**REQUIRED TASKS:**
**a)** From the football injury article, repeat word for word the part that begins at the words "6 Tips to Prevent" and ends after the words "during football season.".
**b)** List the headings of all the tips given in the football injury article.
**c)** Extend the football injury article, starting after its final sentence.

6 Tips to Prevent Common Football Injuries
While it is impossible to prevent every football injury, there are steps that players can take to minimize their risk of sustaining one or more of the most common injuries that plague devotees of the game. The following tips are common sense measures that every young athlete, parent, and coach should keep uppermost in their minds during football season.
- Pre-Season Physical – All players should undergo a pre-season physical to determine their readiness to play. A full physical examination prior to the start of season gives the player’s primary physician the opportunity to uncover any underlying conditions that may limit participation or suggest a higher risk factor for certain injuries.
- Warm Up and Stretch – All players should take the time to warm up before training and game-play. This is a particularly important step in the prevention of muscle and joint injuries. Cold muscles are much more prone to injury, and regular warm ups can go a long way towards preventing many common football injuries. Recent studies have shown that a dynamic warm up prevents sports injuries, but stretching does not seem to prevent sports injury.
- Cool Down and Stretch – Stretching at the end of practice, and following a game, helps to reduce soreness and keeps the muscles long and flexible. A cool down routine following play helps lessen muscle soreness.
- Hydration –Dehydration can impact a player’s health and performance. Players should always make it a point to remain hydrated throughout the day before training and game play, drinking water as needed. It is also important to avoid sugary and highly caffeinated drinks.
- Nutrition -Players need to eat during the day before games. Many players feel too nervous to eat before games. During the game they sweat and loose too much of their bodies salt. This can cause muscle cramps due to a lack of salt in their body. This can be severe if players don’t eat anything salty all day, but continue to drink water. Avoid this by eating a normal diet and drinking water only when you are thirsty.
- Rest and Rehab – One of the most important things that every athlete requires is rest. Prior to training or a big game, players should make a point of getting the proper amount of sleep the night before. Post-injury rest is even more important, and while it is tempting to want to get right back in the game injured players must take time out for rest and rehabilitation. Returning to the game too soon, and even returning to practice ahead of schedule, can lead to further injuries.

**PROVIDED RECORDS:**
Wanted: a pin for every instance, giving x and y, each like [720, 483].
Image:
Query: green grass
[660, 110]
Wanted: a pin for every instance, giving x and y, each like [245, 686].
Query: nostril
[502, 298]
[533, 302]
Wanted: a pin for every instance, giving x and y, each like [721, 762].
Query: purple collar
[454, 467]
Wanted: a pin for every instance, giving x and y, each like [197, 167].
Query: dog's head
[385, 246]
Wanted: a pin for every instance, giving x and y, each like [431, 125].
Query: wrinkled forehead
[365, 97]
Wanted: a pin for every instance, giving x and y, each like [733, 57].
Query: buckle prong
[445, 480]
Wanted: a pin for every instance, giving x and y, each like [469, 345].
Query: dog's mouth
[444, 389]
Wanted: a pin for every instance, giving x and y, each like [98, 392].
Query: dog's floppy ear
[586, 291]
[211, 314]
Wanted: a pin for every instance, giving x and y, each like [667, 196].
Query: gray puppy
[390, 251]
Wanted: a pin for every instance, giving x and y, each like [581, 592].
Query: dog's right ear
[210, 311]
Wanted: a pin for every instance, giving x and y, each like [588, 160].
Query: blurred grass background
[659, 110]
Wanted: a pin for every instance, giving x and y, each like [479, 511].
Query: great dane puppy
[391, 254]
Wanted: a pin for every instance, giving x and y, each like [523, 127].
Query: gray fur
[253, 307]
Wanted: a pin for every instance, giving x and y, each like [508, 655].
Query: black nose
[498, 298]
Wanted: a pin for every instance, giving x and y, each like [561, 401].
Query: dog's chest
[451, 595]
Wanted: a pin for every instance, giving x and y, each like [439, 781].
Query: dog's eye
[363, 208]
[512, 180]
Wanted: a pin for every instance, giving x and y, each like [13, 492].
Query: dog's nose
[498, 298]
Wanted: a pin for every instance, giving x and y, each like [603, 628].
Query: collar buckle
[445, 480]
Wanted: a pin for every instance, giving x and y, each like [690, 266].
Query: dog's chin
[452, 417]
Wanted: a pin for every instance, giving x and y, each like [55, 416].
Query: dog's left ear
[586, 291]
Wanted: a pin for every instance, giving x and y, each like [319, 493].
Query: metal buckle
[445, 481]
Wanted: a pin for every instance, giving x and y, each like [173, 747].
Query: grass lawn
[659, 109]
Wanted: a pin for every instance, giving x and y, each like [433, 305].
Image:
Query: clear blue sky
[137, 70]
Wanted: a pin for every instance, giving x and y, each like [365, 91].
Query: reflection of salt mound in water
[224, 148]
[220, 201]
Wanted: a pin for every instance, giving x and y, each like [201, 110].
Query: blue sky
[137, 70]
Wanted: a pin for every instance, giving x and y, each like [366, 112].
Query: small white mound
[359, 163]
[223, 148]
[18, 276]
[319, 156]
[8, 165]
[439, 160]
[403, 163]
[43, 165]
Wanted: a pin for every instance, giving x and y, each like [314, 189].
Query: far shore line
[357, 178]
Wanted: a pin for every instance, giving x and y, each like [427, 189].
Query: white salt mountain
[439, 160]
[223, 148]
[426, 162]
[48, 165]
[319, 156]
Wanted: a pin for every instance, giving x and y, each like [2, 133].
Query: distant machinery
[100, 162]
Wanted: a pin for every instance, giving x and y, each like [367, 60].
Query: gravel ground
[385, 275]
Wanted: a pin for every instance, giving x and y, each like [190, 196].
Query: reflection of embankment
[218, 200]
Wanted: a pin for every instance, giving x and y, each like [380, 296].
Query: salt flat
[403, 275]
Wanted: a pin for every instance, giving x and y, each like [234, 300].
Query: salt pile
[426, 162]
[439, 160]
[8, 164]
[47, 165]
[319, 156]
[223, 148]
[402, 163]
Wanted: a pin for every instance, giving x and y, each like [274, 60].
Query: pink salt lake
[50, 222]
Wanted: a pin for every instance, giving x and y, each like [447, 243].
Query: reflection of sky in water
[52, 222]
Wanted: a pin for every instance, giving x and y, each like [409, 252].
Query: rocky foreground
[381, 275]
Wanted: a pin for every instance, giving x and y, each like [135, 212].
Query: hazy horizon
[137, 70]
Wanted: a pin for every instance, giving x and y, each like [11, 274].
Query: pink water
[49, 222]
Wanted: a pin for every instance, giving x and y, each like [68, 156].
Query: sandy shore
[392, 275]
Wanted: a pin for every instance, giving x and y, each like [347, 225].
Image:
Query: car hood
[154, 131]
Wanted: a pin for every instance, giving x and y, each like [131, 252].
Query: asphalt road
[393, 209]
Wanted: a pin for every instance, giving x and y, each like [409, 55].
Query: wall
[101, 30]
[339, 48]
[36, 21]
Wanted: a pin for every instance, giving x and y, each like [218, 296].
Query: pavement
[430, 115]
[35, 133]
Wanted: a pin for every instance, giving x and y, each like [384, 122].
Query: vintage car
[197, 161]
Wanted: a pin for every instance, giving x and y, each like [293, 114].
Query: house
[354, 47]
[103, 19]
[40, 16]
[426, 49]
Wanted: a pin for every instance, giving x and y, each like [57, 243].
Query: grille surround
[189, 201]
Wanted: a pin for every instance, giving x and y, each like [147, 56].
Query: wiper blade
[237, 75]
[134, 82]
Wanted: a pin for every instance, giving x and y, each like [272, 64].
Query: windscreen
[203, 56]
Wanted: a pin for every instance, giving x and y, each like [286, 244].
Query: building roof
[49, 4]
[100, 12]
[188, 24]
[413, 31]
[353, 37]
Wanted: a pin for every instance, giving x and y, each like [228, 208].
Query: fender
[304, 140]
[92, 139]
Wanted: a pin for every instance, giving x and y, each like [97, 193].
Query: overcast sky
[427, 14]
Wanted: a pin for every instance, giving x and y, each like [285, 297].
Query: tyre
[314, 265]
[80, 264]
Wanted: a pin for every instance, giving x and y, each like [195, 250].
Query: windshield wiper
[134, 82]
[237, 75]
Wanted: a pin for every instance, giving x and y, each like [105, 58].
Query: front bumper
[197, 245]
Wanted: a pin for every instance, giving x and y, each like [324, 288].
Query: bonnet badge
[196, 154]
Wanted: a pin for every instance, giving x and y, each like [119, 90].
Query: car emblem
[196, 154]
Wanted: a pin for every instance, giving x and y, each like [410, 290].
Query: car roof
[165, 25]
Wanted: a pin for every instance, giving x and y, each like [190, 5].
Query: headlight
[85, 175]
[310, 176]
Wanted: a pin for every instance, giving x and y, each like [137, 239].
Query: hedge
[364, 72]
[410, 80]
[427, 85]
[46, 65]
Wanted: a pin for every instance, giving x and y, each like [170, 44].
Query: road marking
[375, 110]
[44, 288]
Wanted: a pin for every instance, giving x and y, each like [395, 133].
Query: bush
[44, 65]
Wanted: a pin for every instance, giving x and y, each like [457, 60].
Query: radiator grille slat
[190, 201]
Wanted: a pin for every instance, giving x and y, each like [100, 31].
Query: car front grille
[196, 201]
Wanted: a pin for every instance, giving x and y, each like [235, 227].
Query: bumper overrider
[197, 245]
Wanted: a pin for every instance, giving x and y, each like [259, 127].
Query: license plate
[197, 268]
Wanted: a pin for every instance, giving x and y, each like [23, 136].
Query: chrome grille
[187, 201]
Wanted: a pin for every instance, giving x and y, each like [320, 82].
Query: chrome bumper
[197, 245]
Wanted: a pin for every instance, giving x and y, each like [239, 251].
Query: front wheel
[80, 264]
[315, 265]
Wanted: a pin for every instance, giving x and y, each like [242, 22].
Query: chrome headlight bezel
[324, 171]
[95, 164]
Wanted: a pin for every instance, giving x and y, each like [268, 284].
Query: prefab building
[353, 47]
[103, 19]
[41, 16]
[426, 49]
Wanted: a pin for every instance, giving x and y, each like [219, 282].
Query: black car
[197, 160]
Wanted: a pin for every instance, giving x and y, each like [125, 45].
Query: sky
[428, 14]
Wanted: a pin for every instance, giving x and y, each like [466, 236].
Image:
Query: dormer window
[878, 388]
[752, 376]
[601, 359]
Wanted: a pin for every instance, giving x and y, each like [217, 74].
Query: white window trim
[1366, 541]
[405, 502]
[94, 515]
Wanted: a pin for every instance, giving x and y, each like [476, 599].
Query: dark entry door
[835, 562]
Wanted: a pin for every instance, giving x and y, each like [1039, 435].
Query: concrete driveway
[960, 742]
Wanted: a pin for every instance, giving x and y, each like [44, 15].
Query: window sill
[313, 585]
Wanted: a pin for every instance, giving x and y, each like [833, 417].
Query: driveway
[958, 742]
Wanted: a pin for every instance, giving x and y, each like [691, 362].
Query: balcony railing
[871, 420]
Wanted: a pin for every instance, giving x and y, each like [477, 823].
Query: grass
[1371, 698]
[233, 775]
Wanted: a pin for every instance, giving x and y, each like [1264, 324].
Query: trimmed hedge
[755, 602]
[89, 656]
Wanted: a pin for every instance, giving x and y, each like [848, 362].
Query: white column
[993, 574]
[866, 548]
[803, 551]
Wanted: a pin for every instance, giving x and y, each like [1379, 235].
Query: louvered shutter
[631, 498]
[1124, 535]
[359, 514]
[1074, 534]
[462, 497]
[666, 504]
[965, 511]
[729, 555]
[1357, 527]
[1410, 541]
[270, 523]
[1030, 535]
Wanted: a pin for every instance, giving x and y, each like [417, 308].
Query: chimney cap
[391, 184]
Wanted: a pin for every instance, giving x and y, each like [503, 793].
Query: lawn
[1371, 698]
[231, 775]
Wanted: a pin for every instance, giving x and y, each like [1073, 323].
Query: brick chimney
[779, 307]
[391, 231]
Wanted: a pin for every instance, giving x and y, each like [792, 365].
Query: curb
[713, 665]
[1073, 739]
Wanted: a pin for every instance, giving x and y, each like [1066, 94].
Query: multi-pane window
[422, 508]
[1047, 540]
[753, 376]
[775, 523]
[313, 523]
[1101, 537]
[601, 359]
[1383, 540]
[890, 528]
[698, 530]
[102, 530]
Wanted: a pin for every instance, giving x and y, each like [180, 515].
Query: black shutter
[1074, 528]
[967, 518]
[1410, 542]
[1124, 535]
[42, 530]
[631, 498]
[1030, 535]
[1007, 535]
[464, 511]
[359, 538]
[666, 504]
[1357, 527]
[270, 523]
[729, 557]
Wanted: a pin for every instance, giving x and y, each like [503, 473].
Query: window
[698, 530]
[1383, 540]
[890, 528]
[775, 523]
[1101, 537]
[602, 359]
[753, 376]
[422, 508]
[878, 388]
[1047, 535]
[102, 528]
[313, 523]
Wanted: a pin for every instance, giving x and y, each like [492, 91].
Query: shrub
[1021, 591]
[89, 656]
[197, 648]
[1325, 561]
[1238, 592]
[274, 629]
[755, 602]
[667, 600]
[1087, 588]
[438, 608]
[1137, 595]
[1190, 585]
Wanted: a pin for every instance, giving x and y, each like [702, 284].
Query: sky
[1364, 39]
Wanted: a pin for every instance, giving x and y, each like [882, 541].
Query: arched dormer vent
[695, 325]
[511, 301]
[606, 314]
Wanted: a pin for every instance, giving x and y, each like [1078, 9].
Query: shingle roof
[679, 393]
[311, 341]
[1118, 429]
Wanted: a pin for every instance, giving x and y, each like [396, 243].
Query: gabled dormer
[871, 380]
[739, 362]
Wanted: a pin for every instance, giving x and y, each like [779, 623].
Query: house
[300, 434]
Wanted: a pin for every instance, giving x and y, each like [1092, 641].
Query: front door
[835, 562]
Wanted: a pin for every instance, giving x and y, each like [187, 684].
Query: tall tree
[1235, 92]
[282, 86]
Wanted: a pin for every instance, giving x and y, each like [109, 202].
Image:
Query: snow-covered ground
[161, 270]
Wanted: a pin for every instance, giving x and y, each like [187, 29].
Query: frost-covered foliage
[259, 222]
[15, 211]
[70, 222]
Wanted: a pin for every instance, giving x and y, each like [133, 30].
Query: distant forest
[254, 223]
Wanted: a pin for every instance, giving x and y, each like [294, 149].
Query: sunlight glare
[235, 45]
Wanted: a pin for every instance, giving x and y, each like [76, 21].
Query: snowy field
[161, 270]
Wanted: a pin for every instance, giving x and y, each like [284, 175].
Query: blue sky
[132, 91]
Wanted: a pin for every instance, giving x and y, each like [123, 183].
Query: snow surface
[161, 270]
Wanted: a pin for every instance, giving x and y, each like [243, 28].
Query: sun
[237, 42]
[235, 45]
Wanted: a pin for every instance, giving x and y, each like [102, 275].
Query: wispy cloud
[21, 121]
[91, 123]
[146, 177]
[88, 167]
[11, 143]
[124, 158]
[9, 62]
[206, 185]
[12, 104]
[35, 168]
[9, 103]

**RESULTS OF THE EXERCISE:**
**a)**
6 Tips to Prevent Common Football Injuries
While it is impossible to prevent every football injury, there are steps that players can take to minimize their risk of sustaining one or more of the most common injuries that plague devotees of the game. The following tips are common sense measures that every young athlete, parent, and coach should keep uppermost in their minds during football season.

**b)**
- Pre-Season Physical
- Warm Up and Stretch
- Cool Down and Stretch
- Hydration
- Nutrition
- Rest and Rehab

**c)**
Off Season Fitness and Prevention
It has become relatively common for student athletes to play sports year round without a regular seasonal break. While the natural desire to keep active is to be encouraged, playing and training year round for any sport can be dangerous and can lead to a shortened athletic career. The constant stresses and strains placed upon the player’s body, without a seasonal break for rest and rehabilitation, can lead to a higher risk for both overuse and traumatic injuries. Football players at every age should take advantage of the off-season to let their bodies heal and regenerate. During the off-season players should maintain a balanced fitness program, concentrating on aerobic exercise and strength training. As football season approaches, players can increase their exercise routines to ensure that they are in peak physical condition by the start of the season.
Football will always be a rough and tumble game, and there is no way to entirely prevent all of the injuries so commonly associated with the sport. Help prevent common football injuries by taking the safegaurds that have been proven to help athletes of all ages lower their risk. As long as young athletes take to the field with rigorous determination, some of them will end up temporarily sidelined by a game related injury. But many football related injuries, and their ultimate severity, can be greatly reduced when players take the necessary preventative measures to protect their bodies and their athletic careers.